Text for analysis Start Marker

Herpes Zoster Vaccine
There are two herpes zoster vaccines. The newer herpes zoster vaccine is preferred over the older herpes zoster vaccine because it provides better and longer-lasting protection.
For more information, see the Centers for Disease Control and Prevention's (CDC) Recombinant shingles vaccine information statement and the Live shingles vaccine information statement.
(See also Overview of Immunization.)
The herpes zoster virus is the same virus that causes chickenpox. After chickenpox resolves, the virus remains in the body. It can be reactivated years later and cause shingles, which is a painful rash, usually on only one part of the body. The rash resolves after several weeks, but postherpetic neuralgia, which causes severe chronic pain, can last for months or years. Herpes zoster can also cause other problems due to malfunction of the nervous system (such as problems with vision, hearing, or balance).
The newer recombinant herpes zoster vaccine is given in two doses, injected into a muscle. The doses are given 2 to 6 months apart and at least 2 months after the older herpes zoster vaccine.
The newer recombinant vaccine is recommended for people aged 50 and over whether or not they have ever had shingles or been given the older herpes zoster vaccine.
Certain conditions may affect whether and when people are vaccinated (see also CDC: Who Should NOT Get Vaccinated With These Vaccines?). If people have a temporary illness, doctors usually wait to give the vaccine until the illness resolves.
The most common side effects of the newer (recombinant) herpes zoster vaccine are pain, soreness, redness, and swelling at the injection site and headache, fatigue, muscle pain, shivering, fever, and digestive upset.
The most common side effects of the older (live-attenuated) herpes zoster vaccine are soreness, redness, swelling, and itching at the injection site and headache.

Text for analysis End Marker
Input data Start Marker

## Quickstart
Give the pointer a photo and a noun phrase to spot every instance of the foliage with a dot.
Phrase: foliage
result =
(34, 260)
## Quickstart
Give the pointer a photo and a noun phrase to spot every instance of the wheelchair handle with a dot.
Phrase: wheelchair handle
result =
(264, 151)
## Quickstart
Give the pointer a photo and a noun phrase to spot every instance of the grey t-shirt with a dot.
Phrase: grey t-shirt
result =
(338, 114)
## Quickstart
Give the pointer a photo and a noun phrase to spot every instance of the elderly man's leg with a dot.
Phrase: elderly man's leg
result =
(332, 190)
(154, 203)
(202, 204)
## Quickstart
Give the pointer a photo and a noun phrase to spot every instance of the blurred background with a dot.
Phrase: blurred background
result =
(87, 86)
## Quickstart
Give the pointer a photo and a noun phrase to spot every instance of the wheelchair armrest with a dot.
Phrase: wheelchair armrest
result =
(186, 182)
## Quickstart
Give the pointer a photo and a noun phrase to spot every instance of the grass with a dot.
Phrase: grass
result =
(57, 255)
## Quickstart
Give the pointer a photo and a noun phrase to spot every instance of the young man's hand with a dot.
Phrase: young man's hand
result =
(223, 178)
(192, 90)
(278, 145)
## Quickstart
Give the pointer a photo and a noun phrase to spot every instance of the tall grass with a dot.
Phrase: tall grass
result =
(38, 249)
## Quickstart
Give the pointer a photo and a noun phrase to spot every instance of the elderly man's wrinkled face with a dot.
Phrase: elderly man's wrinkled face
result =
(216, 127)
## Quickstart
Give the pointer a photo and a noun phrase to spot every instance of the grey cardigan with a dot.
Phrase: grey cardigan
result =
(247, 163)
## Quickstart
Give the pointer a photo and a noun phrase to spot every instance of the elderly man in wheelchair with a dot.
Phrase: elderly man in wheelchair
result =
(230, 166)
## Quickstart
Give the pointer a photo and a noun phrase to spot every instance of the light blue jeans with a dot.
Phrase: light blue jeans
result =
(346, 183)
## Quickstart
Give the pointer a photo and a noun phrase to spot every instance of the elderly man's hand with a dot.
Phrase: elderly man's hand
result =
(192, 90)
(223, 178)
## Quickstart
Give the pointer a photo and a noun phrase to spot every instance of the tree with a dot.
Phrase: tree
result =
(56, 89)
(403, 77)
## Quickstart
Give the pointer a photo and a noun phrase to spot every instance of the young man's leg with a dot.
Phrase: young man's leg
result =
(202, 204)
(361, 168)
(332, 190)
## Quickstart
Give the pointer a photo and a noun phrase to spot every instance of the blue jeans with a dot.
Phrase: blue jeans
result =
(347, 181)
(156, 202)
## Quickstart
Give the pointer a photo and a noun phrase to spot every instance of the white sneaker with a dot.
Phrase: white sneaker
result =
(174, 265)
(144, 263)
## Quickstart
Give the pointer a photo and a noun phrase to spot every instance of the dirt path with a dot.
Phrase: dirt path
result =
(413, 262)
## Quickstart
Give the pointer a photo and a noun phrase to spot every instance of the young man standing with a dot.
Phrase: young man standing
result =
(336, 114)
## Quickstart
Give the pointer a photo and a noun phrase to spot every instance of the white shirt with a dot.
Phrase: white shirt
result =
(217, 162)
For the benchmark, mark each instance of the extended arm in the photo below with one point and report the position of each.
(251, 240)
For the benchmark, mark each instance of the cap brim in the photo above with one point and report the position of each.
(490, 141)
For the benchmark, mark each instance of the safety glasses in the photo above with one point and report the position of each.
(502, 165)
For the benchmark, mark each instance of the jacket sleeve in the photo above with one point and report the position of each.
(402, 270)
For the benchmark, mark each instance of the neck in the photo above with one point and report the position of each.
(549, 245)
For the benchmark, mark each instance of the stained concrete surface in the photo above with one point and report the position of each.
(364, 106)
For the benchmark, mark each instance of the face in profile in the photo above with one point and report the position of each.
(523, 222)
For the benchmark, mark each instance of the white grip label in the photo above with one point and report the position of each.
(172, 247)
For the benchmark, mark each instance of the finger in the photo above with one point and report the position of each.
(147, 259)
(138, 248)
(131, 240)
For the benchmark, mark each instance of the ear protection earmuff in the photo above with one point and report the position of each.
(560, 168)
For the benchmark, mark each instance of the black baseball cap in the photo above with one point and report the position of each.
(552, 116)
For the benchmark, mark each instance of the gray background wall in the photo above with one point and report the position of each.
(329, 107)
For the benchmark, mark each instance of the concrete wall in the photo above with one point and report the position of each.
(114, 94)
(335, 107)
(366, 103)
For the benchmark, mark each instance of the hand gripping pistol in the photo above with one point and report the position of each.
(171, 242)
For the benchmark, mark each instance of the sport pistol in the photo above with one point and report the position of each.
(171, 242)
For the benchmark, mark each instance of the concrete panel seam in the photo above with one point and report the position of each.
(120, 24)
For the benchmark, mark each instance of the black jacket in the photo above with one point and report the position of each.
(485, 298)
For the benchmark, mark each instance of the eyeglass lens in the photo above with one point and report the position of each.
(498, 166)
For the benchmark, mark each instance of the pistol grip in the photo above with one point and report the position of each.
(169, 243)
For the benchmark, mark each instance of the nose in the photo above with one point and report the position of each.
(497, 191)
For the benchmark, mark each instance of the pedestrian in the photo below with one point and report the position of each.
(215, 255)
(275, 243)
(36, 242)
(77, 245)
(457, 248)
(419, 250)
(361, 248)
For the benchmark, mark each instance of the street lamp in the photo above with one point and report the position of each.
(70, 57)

Input data End Marker

▸ **Exercise tasks**:
1. Answer these questions from the herpes zoster vaccine text.
(a) How many doses of the newer recombinant vaccine are given?
(b) From what age is the newer recombinant vaccine recommended?
(c) What do doctors usually do if a person has a temporary illness?
2. Decide whether each statement agrees with the herpes zoster vaccine text. Answer yes or no and quote the words of the text that settle it.
(a) The older herpes zoster vaccine is preferred over the newer one.
(b) Postherpetic neuralgia can last for months or years.
(c) The newer recombinant vaccine is recommended only for people who have never had shingles.
3. Return the passage of the herpes zoster vaccine text starting at "For more information, see" and ending at "Overview of Immunization.)", copied word for word.

▸ **Task-by-task answers**:
1.
(a) Two doses, injected into a muscle.
(b) From age 50.
(c) They usually wait to give the vaccine until the illness resolves.

2.
(a) No: "The newer herpes zoster vaccine is preferred over the older herpes zoster vaccine"
(b) Yes: "postherpetic neuralgia, which causes severe chronic pain, can last for months or years"
(c) No: "whether or not they have ever had shingles or been given the older herpes zoster vaccine"

3.
For more information, see the Centers for Disease Control and Prevention's (CDC) Recombinant shingles vaccine information statement and the Live shingles vaccine information statement.
(See also Overview of Immunization.)